* Exercise prompt
Please transcribe the listing below exactly, but only from the line containing "column 402, row 89" through its last line.
• • • • • • •
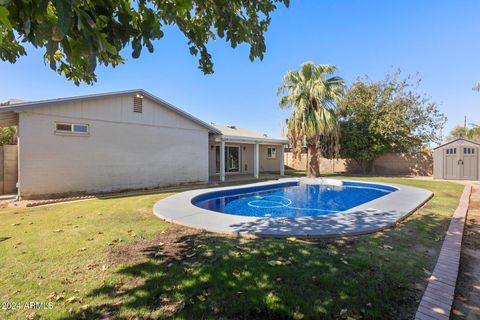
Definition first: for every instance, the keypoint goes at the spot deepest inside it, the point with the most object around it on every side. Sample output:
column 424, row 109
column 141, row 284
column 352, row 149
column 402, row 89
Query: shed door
column 451, row 163
column 469, row 163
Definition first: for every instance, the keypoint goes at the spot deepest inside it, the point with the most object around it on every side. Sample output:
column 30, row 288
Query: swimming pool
column 292, row 199
column 294, row 207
• • • • • • •
* Answer section
column 402, row 89
Query: shed door
column 451, row 163
column 469, row 163
Definition first: for every instance, the keypoint goes at the spot deepest inside it, the point with the most object around it on every side. Sample output:
column 30, row 288
Query: swimming pool
column 292, row 199
column 294, row 207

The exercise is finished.